## DATA FOR THIS TASK:
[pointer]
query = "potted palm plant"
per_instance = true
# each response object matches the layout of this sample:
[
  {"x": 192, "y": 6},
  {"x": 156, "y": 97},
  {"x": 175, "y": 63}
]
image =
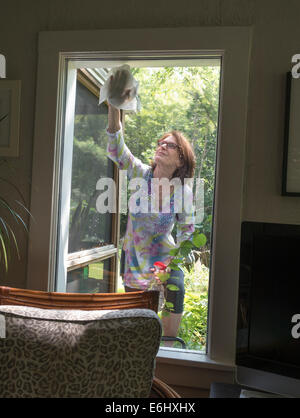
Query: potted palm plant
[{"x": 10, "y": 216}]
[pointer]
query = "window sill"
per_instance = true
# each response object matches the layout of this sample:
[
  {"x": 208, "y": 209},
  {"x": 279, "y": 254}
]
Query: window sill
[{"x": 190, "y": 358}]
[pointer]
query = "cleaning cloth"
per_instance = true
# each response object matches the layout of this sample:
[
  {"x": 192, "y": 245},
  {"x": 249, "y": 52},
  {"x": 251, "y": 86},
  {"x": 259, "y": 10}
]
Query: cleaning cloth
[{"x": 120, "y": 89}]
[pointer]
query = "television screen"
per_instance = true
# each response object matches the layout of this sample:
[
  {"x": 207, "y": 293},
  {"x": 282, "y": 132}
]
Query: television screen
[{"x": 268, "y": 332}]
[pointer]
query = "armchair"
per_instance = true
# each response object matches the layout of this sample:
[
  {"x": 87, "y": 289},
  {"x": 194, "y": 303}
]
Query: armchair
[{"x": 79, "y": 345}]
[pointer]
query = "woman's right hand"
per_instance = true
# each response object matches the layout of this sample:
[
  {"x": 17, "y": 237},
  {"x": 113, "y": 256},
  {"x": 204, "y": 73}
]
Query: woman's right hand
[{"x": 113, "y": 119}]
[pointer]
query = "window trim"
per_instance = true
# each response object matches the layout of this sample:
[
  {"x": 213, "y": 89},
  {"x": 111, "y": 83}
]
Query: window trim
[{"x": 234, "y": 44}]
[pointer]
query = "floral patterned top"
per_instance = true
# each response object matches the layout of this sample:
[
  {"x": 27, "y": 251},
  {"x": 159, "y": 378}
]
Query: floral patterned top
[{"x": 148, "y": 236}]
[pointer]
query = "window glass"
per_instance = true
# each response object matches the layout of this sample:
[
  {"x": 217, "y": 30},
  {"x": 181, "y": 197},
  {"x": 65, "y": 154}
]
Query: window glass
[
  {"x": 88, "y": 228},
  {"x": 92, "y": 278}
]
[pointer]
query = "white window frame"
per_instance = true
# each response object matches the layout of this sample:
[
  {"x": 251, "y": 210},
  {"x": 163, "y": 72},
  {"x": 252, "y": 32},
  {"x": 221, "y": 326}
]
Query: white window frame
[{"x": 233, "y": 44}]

--

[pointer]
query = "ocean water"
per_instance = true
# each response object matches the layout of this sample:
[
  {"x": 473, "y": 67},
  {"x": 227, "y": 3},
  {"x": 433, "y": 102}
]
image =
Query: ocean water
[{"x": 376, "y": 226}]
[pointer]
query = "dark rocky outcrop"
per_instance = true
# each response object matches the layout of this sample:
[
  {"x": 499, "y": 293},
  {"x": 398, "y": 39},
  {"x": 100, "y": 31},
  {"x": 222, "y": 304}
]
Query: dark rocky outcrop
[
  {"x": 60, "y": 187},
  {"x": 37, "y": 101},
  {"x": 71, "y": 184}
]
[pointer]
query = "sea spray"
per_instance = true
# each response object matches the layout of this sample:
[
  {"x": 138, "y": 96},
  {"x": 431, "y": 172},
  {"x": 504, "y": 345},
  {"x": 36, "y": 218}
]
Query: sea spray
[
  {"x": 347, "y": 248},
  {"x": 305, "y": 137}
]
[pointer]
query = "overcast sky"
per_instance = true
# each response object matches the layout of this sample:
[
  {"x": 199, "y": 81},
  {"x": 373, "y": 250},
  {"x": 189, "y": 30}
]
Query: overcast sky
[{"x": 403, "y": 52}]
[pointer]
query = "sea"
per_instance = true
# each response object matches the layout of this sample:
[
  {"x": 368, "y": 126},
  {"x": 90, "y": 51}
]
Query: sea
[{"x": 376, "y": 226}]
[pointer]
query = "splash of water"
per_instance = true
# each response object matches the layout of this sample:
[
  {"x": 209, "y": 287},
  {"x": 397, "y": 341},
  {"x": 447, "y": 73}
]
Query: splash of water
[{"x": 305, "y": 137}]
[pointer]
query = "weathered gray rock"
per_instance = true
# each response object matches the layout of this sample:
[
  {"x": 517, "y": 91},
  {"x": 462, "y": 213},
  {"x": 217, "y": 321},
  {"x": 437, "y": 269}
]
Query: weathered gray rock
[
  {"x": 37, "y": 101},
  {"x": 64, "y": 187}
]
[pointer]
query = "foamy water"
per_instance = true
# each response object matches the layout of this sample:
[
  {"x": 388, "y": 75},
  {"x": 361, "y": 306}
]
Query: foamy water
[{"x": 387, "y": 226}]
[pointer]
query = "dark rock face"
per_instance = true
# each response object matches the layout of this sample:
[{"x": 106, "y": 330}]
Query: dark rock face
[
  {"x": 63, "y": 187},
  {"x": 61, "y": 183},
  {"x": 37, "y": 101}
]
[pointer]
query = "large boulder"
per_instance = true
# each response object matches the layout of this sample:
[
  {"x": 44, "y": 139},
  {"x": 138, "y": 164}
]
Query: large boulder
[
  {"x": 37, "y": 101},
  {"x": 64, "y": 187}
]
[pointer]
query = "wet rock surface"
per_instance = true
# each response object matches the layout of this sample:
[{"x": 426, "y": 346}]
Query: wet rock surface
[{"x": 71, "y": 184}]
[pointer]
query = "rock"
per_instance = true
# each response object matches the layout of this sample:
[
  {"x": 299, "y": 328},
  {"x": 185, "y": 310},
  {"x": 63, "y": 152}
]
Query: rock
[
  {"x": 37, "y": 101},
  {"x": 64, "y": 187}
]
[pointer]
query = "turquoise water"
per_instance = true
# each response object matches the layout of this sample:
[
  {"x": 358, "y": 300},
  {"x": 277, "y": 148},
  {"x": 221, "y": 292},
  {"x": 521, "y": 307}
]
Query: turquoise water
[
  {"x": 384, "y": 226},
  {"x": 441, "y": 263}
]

## EXERCISE:
Extract every line of the records that contains the string "sill", treating uppercase and lowercase as distinct.

## SOLUTION TO THIS TASK:
query = "window sill"
Query: window sill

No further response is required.